[Opening DATA TO USE section]
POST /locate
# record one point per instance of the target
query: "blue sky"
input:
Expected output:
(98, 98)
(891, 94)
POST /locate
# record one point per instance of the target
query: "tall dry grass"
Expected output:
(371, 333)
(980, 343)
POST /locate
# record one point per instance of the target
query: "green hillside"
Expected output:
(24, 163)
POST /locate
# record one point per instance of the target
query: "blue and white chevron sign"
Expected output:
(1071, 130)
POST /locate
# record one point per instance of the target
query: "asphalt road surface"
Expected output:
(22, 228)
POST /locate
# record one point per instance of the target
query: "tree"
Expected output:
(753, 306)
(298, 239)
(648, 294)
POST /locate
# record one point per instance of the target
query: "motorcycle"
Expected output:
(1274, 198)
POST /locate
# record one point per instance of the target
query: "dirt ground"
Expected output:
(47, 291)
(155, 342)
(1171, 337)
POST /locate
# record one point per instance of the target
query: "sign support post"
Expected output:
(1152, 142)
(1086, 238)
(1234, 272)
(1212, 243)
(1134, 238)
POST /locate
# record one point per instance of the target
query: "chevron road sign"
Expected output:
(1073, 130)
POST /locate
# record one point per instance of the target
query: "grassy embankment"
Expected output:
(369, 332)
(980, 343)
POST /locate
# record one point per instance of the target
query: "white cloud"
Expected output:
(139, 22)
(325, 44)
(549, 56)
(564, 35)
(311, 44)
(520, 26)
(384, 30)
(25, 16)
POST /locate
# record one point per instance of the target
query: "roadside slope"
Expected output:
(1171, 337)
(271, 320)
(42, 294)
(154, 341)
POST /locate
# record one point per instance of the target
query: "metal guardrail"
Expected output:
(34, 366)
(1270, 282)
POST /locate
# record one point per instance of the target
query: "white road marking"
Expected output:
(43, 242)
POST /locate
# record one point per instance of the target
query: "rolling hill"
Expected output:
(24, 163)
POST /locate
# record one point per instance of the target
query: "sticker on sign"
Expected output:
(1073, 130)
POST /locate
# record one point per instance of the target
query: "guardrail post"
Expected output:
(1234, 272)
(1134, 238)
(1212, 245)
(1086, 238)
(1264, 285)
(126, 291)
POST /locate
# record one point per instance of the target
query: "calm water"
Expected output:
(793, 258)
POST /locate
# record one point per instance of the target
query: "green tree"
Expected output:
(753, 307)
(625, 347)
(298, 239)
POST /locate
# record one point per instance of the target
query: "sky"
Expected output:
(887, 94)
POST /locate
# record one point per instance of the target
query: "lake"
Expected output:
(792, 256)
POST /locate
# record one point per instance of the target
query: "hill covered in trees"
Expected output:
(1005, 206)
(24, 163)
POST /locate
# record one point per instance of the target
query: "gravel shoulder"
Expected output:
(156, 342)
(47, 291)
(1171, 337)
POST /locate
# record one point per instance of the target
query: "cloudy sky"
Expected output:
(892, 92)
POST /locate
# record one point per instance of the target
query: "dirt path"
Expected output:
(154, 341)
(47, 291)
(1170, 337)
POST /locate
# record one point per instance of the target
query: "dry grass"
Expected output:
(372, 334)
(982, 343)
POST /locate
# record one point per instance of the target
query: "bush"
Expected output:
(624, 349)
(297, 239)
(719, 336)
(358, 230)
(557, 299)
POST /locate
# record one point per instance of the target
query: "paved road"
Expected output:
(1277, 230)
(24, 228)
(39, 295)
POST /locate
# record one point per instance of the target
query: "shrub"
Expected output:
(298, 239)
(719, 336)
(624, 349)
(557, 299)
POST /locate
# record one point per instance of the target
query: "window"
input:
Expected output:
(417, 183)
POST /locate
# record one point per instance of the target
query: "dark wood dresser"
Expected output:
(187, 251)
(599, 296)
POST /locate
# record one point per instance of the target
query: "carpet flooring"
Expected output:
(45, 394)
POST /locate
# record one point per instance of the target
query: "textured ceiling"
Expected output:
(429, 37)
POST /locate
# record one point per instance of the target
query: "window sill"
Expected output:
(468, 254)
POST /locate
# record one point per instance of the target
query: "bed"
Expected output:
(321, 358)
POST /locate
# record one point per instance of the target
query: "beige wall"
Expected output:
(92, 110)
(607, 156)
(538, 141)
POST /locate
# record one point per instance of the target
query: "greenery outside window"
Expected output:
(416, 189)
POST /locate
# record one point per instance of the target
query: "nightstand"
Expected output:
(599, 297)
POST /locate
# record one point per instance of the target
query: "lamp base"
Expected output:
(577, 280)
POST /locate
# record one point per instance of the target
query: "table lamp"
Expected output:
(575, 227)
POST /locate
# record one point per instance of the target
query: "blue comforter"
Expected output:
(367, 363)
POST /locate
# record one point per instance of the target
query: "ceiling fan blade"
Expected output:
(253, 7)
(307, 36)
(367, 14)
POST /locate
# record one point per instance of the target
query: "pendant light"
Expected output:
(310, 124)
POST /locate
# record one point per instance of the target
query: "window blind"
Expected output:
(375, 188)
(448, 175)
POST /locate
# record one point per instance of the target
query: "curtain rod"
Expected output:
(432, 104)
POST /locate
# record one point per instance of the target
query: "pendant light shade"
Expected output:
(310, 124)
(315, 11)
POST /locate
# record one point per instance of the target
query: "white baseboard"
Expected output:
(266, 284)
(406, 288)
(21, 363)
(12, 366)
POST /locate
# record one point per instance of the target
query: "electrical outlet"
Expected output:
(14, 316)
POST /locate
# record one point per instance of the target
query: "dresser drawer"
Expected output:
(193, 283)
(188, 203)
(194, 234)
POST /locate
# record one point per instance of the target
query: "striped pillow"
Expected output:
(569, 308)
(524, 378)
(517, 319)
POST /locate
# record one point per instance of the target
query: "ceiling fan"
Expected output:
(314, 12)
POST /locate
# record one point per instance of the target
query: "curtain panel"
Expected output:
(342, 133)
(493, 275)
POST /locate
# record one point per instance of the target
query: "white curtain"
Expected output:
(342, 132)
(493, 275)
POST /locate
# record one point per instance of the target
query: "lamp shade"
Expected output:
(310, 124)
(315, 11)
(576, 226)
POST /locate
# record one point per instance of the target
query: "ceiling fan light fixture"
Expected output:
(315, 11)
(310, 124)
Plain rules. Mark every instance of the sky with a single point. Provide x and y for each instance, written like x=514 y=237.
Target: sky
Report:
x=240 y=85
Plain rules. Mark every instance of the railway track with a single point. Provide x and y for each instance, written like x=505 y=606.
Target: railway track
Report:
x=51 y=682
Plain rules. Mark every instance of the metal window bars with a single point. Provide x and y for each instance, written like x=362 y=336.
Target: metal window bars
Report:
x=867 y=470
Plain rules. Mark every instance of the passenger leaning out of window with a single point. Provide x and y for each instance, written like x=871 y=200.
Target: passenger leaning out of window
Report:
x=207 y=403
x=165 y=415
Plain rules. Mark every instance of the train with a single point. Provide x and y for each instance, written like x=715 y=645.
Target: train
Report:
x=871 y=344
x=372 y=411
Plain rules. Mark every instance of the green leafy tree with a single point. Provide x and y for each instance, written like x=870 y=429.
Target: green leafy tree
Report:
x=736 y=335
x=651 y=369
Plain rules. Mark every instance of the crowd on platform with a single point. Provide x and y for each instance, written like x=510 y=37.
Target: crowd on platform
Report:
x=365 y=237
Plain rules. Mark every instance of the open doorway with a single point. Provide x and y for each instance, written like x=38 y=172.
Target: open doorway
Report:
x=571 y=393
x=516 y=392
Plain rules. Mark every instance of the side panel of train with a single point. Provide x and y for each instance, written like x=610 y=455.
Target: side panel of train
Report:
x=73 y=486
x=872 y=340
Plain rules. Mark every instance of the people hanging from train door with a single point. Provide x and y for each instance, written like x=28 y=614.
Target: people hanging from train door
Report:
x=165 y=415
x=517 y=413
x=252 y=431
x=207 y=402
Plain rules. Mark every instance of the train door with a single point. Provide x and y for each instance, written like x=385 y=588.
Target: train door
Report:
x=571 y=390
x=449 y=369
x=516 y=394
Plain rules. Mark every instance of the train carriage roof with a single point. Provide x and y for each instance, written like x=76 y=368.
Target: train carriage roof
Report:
[Closing DATA TO USE section]
Copy all lines from the entries that contain the word "single".

Plain rules. Mark every instance of the sky with a single point. Provide x and y for each instance, written like x=514 y=237.
Plain rules. Mark every instance of the railway track with a single point. Provide x and y for each instance, written like x=505 y=606.
Plain rules. Mark every instance of the metal window bars with a single point. Provide x and y for each instance, written like x=362 y=336.
Plain rules. Mark every instance of the passenger leaning out of window with a single point. Provide x and y for each instance, written like x=871 y=200.
Plain rules. Mark every instance of the train with a single point. Provide x and y for each instance, written like x=715 y=645.
Plain rules. Mark every instance of the green leafy tree with a single point. Provide x and y for each instance, written like x=870 y=429.
Plain rules. Mark every instance of the crowd on platform with a single point. Provide x and y for each instance, written like x=510 y=37.
Plain rules. Mark every instance of the open doorway with a single point. Provide x and y for each instance, written like x=38 y=172.
Plain rules. Mark every instance of the side panel of train with a single point. Provide x and y for each instance, written like x=610 y=455.
Plain rules. Mark every instance of the people hanging from train door with a single point. Provide x and y for each instance, written like x=28 y=614.
Plain rules. Mark every instance of the train door with a single point. Provide x and y for each instance, written like x=385 y=588.
Plain rules. Mark every instance of the train carriage roof with a single point. Provide x and y for each instance, written like x=76 y=368.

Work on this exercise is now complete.